## What is required
Copy out the data below with every "mark" changed to "place", leaving everything else untouched.

--- START Data provided ---

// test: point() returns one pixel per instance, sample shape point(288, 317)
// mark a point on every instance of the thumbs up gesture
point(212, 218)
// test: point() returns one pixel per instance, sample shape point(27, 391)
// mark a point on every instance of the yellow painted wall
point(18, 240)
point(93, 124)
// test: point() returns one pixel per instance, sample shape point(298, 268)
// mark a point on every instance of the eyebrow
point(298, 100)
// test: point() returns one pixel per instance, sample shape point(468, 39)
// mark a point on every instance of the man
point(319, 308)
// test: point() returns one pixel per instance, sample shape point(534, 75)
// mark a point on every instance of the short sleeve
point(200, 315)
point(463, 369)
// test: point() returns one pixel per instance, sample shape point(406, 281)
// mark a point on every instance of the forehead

--- END Data provided ---

## Task answer
// test: point() returns one pixel per instance, sample shape point(288, 317)
// place a point on every instance of the thumbs up gesture
point(212, 218)
// test: point() returns one pixel per instance, sample shape point(27, 391)
// place a point on every instance of the yellow painted wall
point(18, 240)
point(93, 124)
// test: point() returns one pixel per instance, sample shape point(298, 268)
// place a point on every instance of the eyebrow
point(298, 100)
// test: point() returns one pixel per instance, sample shape point(468, 39)
// place a point on every instance of the man
point(319, 308)
// test: point() returns one pixel per instance, sample shape point(534, 75)
// place a point on every instance of the short sleeve
point(200, 315)
point(463, 369)
// test: point() returns one pixel per instance, sample shape point(406, 281)
// place a point on every instance of the forehead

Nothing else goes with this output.